▸ **WHAT THE EXERCISE ASKS**: Copy the lines below from the one containing "Game engine object recognition — detect sofa cushion" through the one containing "52, 159, 600, 400", changing "grey sofa" to "gray couch" and keeping everything else the same.

▸ **INPUT DATA**:
◆ ◆ ◆

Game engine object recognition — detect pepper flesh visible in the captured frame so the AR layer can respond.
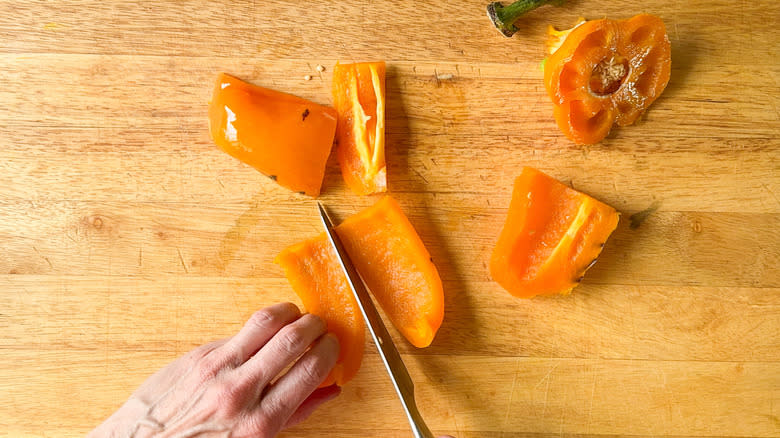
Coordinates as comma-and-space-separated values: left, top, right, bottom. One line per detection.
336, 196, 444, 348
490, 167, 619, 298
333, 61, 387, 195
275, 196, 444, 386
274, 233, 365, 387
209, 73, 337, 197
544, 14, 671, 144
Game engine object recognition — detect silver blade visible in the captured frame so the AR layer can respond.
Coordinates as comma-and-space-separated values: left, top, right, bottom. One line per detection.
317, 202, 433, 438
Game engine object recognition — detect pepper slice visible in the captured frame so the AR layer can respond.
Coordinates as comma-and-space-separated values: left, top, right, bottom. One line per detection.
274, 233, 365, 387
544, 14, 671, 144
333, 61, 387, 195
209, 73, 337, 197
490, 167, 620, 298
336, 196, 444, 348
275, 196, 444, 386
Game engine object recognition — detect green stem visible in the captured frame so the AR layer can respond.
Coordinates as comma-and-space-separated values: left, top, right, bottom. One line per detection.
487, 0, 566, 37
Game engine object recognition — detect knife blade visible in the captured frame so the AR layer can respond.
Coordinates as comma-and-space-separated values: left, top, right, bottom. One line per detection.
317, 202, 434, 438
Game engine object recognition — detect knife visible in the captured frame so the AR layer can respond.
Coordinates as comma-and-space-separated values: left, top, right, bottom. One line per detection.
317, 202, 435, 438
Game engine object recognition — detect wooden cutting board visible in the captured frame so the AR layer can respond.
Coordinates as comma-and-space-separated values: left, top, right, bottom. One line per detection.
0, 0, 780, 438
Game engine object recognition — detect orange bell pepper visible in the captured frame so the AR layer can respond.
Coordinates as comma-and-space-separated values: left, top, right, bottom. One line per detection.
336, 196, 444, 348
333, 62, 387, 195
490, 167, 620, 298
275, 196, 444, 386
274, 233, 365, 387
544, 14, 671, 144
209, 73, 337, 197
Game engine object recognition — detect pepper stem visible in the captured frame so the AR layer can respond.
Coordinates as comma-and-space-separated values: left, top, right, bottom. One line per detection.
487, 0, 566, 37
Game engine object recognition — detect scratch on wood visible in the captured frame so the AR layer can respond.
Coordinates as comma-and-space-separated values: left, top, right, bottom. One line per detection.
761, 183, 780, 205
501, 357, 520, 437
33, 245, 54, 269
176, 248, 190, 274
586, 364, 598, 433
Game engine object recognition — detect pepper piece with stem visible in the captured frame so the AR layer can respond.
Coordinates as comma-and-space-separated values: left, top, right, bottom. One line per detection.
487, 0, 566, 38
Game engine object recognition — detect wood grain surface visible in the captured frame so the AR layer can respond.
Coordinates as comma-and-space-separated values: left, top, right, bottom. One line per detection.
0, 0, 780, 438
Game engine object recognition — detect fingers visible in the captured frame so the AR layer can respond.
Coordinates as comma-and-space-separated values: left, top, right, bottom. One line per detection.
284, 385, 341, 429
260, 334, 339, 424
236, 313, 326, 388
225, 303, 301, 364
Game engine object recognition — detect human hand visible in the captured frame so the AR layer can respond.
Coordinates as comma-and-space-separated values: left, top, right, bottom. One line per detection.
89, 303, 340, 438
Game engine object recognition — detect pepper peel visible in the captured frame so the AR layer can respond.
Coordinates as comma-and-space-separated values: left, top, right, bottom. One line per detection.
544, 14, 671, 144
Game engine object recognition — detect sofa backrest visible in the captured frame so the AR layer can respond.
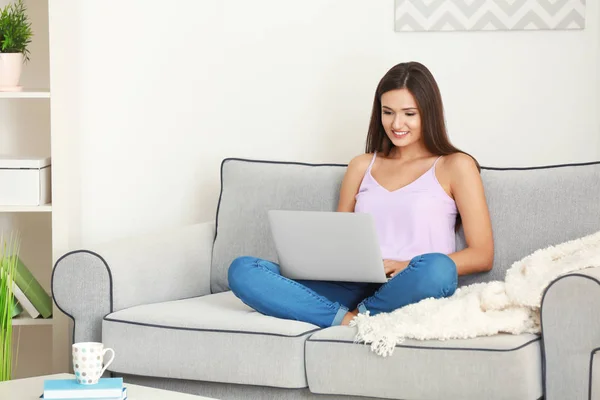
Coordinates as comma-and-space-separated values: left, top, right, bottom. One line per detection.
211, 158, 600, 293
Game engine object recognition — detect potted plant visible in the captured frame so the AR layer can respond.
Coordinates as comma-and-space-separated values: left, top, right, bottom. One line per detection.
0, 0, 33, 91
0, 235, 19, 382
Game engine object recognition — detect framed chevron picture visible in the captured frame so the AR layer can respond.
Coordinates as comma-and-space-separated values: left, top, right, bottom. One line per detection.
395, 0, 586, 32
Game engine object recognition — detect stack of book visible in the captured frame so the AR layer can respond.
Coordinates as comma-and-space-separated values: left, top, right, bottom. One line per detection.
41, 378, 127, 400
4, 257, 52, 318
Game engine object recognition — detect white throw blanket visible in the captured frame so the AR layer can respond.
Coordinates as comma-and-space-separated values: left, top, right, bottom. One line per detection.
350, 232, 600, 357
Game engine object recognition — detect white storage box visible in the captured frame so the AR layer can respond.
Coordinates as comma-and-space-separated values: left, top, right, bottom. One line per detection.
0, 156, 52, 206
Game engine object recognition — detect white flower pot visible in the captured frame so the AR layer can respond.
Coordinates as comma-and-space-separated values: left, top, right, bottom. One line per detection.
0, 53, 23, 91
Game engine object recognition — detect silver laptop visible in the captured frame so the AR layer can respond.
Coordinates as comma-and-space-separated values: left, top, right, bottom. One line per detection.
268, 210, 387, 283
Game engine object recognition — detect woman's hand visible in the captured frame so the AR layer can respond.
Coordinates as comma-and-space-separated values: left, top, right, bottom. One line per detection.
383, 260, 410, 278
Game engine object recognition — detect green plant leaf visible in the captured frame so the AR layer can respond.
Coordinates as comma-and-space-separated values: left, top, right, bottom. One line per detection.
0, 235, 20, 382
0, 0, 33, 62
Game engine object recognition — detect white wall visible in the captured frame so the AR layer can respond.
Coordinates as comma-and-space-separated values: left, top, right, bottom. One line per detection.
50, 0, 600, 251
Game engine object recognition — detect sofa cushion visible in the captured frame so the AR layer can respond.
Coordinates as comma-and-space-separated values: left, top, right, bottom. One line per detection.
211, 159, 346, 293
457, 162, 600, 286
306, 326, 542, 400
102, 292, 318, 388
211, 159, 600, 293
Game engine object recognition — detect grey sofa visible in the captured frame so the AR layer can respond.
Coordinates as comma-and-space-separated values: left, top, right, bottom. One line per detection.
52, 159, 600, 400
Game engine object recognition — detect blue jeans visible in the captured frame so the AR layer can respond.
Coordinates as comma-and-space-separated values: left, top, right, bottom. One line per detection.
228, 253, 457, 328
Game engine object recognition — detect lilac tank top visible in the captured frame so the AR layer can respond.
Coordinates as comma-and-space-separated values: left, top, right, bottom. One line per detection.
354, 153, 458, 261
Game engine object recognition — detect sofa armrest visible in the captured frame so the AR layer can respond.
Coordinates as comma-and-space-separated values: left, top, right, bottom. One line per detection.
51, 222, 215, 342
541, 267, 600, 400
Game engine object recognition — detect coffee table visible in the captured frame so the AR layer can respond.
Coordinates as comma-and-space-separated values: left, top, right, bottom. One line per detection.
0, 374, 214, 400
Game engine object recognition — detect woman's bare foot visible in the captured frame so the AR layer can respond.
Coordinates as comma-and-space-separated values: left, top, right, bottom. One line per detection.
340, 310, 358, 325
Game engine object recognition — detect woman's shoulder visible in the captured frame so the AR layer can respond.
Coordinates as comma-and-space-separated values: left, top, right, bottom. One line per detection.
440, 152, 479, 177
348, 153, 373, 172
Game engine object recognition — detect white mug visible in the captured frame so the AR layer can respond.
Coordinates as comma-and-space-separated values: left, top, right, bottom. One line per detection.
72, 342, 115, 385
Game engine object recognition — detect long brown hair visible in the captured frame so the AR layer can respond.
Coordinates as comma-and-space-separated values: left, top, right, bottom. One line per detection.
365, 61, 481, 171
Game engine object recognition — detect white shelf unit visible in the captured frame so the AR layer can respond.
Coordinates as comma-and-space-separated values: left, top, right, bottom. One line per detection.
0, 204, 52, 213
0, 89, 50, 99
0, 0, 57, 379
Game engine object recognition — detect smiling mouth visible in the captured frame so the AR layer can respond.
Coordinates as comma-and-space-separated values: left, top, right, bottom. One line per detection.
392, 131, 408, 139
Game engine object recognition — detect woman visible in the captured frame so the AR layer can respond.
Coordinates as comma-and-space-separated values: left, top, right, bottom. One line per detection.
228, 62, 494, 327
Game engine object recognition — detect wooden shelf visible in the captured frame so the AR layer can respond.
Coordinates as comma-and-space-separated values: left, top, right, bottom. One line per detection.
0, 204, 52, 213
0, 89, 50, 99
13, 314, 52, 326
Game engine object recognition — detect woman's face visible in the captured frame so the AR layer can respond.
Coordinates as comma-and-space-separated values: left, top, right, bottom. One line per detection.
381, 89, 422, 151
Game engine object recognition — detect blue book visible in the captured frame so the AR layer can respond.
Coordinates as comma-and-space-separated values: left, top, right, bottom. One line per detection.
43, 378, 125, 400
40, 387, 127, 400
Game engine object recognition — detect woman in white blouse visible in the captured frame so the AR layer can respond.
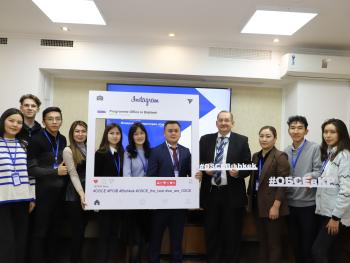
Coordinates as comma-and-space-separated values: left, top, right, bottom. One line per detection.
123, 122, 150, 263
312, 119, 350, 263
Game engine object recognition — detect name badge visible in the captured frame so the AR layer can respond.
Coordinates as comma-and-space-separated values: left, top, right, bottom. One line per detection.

◆ ◆ ◆

▸ **THE COMPLETED TASK**:
Game engine object recognition — detect sofa cushion visible in the captured frame so the AR layer can respond.
Coordinates as comma-and-space-separated values: left, top, right, bottom. One line per detection.
211, 159, 346, 293
457, 162, 600, 286
306, 326, 542, 400
102, 292, 318, 388
211, 159, 600, 293
Game engine object recognition — detect gray couch visible in the captured frame so the AR layer can respond.
Coordinates as comma-and-space-separated values: left, top, right, bottom. One line per detection.
52, 159, 600, 400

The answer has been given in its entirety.